Records for the task
# # # #
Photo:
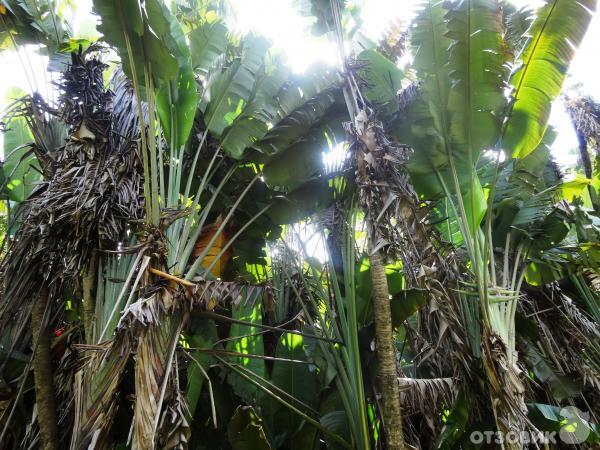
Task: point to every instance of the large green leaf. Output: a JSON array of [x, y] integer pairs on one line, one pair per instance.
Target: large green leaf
[[176, 100], [477, 74], [124, 24], [558, 29], [383, 80], [227, 91], [207, 43], [303, 159], [246, 339], [298, 123], [245, 430], [20, 169]]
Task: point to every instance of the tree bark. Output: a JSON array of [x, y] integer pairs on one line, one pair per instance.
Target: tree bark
[[43, 374], [386, 353], [89, 284]]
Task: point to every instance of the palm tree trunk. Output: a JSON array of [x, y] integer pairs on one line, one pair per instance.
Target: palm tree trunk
[[43, 376], [386, 353]]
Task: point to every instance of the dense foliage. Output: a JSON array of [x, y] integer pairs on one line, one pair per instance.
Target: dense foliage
[[160, 287]]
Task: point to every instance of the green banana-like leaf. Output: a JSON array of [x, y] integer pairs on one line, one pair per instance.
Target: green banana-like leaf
[[476, 66], [246, 339], [297, 124], [295, 379], [207, 43], [301, 88], [227, 92], [426, 127], [303, 159], [383, 81], [558, 29], [260, 111], [176, 100], [124, 24]]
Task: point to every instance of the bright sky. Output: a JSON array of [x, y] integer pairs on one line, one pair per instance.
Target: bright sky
[[278, 20]]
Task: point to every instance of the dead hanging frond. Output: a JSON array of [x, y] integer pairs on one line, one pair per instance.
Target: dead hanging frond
[[173, 428], [92, 192], [585, 114], [422, 395], [560, 323]]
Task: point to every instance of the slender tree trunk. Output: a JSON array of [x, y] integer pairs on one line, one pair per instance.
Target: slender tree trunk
[[43, 376], [89, 298], [388, 373]]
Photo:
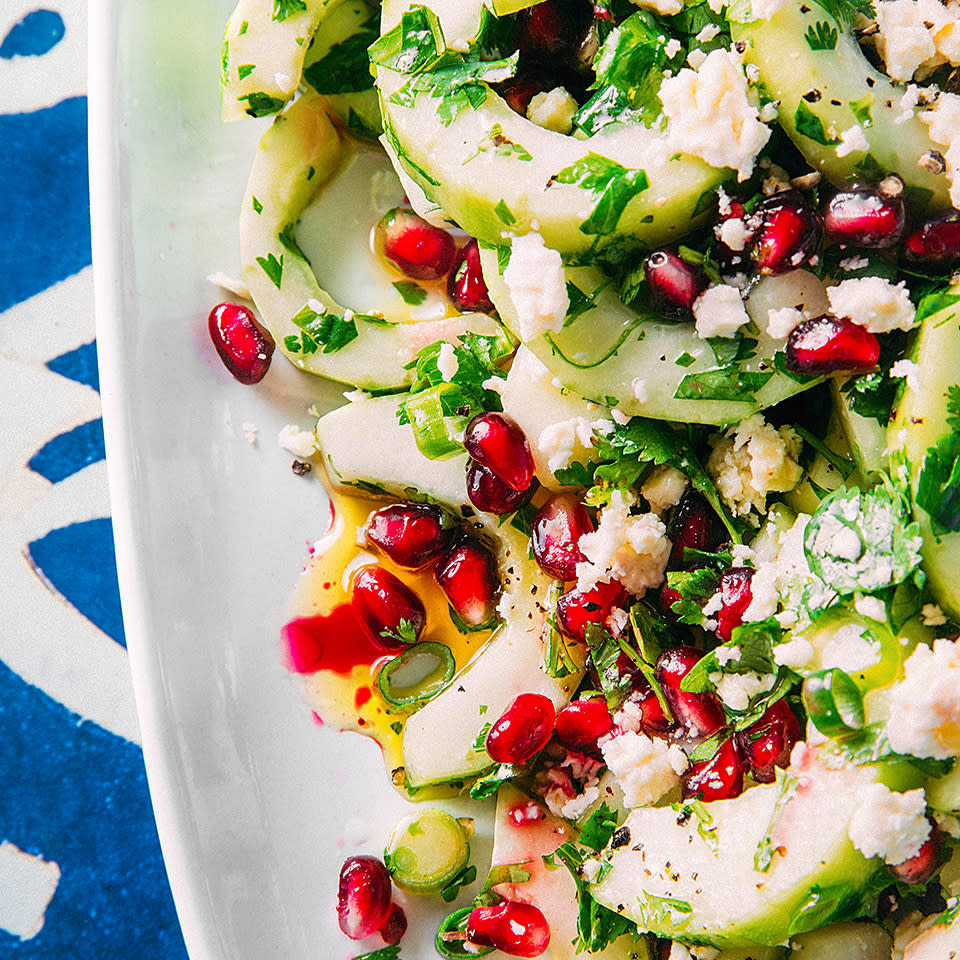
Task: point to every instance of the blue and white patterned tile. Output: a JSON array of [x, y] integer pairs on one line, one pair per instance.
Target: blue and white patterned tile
[[80, 868]]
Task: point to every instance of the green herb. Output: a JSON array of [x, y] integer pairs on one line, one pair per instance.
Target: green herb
[[611, 183]]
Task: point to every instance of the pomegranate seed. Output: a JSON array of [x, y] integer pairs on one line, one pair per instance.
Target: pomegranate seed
[[395, 926], [363, 897], [936, 244], [691, 527], [384, 603], [519, 929], [735, 597], [576, 609], [468, 575], [766, 744], [500, 445], [700, 714], [487, 492], [523, 729], [410, 534], [673, 283], [555, 27], [554, 533], [718, 778], [787, 232], [925, 863], [466, 287], [244, 346], [825, 344], [415, 247], [582, 722], [865, 218]]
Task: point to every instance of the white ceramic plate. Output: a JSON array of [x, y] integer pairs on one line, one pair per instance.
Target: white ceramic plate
[[256, 805]]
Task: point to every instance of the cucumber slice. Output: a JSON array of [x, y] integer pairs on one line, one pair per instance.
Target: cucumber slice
[[648, 367], [460, 163], [297, 156], [264, 46], [921, 422], [426, 851], [826, 86]]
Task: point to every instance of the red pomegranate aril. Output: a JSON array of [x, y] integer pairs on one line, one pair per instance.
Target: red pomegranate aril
[[467, 573], [700, 714], [766, 744], [244, 346], [395, 926], [691, 527], [826, 344], [865, 218], [496, 441], [923, 864], [554, 533], [387, 606], [466, 287], [363, 897], [936, 244], [673, 284], [522, 729], [415, 247], [576, 609], [518, 929], [718, 778], [487, 492], [735, 597], [787, 232], [582, 722], [410, 534]]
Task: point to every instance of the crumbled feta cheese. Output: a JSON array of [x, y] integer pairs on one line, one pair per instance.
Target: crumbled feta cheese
[[736, 690], [852, 140], [664, 488], [753, 459], [910, 371], [781, 323], [537, 284], [889, 825], [296, 441], [710, 114], [924, 708], [719, 312], [447, 363], [642, 767], [874, 303], [631, 548], [553, 110]]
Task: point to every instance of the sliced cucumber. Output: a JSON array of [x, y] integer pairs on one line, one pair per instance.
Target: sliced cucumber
[[297, 156], [646, 366], [460, 162], [426, 851], [264, 46], [812, 64], [921, 421]]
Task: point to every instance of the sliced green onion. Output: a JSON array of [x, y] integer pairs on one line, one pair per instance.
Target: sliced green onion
[[418, 674]]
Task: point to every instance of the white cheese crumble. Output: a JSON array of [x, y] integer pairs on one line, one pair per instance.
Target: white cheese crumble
[[537, 284], [874, 303], [924, 708], [553, 110], [719, 312], [892, 826], [753, 459], [296, 441], [630, 548], [711, 116], [642, 767]]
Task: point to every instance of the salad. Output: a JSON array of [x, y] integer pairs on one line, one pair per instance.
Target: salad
[[645, 494]]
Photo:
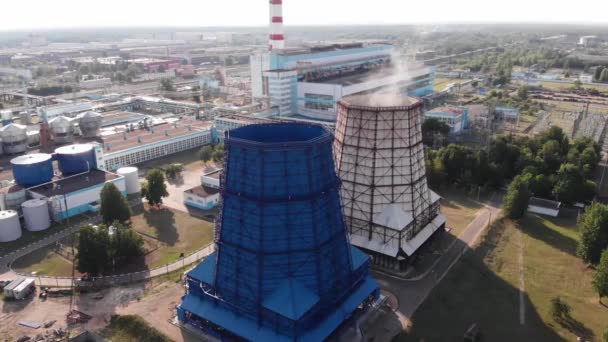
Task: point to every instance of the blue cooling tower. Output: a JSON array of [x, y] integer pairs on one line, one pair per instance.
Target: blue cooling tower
[[283, 269]]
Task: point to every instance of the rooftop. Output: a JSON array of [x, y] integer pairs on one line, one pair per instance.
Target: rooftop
[[359, 77], [202, 191], [60, 185], [384, 101], [125, 140], [215, 174], [114, 117]]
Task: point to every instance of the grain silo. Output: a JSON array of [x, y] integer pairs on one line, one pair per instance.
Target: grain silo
[[90, 124], [32, 169], [131, 175], [77, 158], [379, 155], [62, 130], [36, 214], [10, 227]]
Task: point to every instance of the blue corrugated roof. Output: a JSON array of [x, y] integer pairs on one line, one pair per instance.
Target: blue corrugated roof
[[205, 271], [249, 329], [291, 300]]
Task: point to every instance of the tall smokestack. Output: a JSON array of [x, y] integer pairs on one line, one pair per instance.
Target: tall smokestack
[[276, 38]]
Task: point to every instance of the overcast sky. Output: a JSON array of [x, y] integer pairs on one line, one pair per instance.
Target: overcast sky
[[26, 14]]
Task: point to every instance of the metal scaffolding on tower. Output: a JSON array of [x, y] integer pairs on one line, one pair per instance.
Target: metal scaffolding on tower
[[389, 210], [283, 270]]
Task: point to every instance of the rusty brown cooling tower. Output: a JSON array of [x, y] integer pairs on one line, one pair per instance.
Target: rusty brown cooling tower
[[389, 210]]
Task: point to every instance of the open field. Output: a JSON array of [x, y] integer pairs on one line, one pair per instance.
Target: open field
[[44, 262], [177, 231], [131, 328], [31, 237], [483, 288], [458, 208], [170, 232]]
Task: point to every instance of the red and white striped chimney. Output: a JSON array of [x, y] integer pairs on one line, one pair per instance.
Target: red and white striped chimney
[[276, 38]]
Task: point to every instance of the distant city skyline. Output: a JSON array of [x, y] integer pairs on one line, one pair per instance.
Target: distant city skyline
[[42, 14]]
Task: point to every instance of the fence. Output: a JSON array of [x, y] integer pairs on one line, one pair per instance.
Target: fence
[[121, 279]]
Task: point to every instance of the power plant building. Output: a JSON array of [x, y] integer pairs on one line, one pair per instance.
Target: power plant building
[[283, 269], [389, 210]]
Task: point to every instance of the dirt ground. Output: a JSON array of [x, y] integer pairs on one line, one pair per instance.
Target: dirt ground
[[156, 304]]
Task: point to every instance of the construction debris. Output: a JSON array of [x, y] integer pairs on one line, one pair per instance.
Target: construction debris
[[29, 324], [76, 316]]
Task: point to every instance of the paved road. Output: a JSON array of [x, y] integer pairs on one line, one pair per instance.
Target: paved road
[[411, 294], [6, 273]]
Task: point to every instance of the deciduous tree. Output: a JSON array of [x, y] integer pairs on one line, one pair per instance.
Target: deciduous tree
[[593, 227], [516, 200], [114, 206], [600, 278], [156, 189]]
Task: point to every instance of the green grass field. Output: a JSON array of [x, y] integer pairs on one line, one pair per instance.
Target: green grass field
[[129, 328], [45, 262], [558, 86], [175, 231], [458, 208], [483, 288]]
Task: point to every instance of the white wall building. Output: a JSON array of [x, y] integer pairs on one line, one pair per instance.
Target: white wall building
[[79, 194], [206, 195], [544, 207], [67, 109], [95, 83], [139, 149]]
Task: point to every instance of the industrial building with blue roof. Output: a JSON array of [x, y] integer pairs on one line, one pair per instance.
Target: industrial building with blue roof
[[283, 269]]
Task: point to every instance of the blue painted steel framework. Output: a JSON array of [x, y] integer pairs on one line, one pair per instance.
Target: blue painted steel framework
[[283, 269]]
# # # #
Job
Rewrite the data above as a numbered list, from the line with "Task: point to every instance of the crumbled" up to and including the line with "[[645, 494]]", leaving out any blank lines.

Final result
1. Task: point to every instance of the crumbled feta cheese. Output: a JSON array of [x, y] integer pairs on one line, one pair per instance.
2. Target: crumbled feta cheese
3. [[736, 690], [852, 140], [664, 488], [753, 459], [910, 371], [781, 323], [537, 284], [889, 825], [296, 441], [710, 114], [924, 708], [719, 312], [447, 363], [642, 767], [874, 303], [631, 548], [553, 110]]
4. Task: point to every instance of the sliced cucumber. Output: a JSON array of [x, y] integer pairs on one line, one pair per instance.
5. Target: sliced cucumber
6. [[297, 156], [646, 366], [460, 162], [426, 851], [264, 46], [812, 64], [921, 421]]
7. Task: point to every instance of the sliced green onion. Output: a JSON array of [x, y] integer pairs on one line, one pair per instance.
8. Target: sliced green onion
9. [[418, 674]]
10. Task: point to every instance of the white cheese crumble. Output: a JSON array of [x, y] integer pairs on one line, one pair per instance.
11. Target: white cheese crumble
12. [[537, 284], [874, 303], [924, 708], [553, 110], [719, 312], [892, 826], [753, 459], [296, 441], [630, 548], [711, 116], [642, 767]]
13. Task: point to every instance of the salad. Output: a JSON array of [x, y] integer pairs on one line, one pair per instance.
14. Target: salad
15. [[645, 494]]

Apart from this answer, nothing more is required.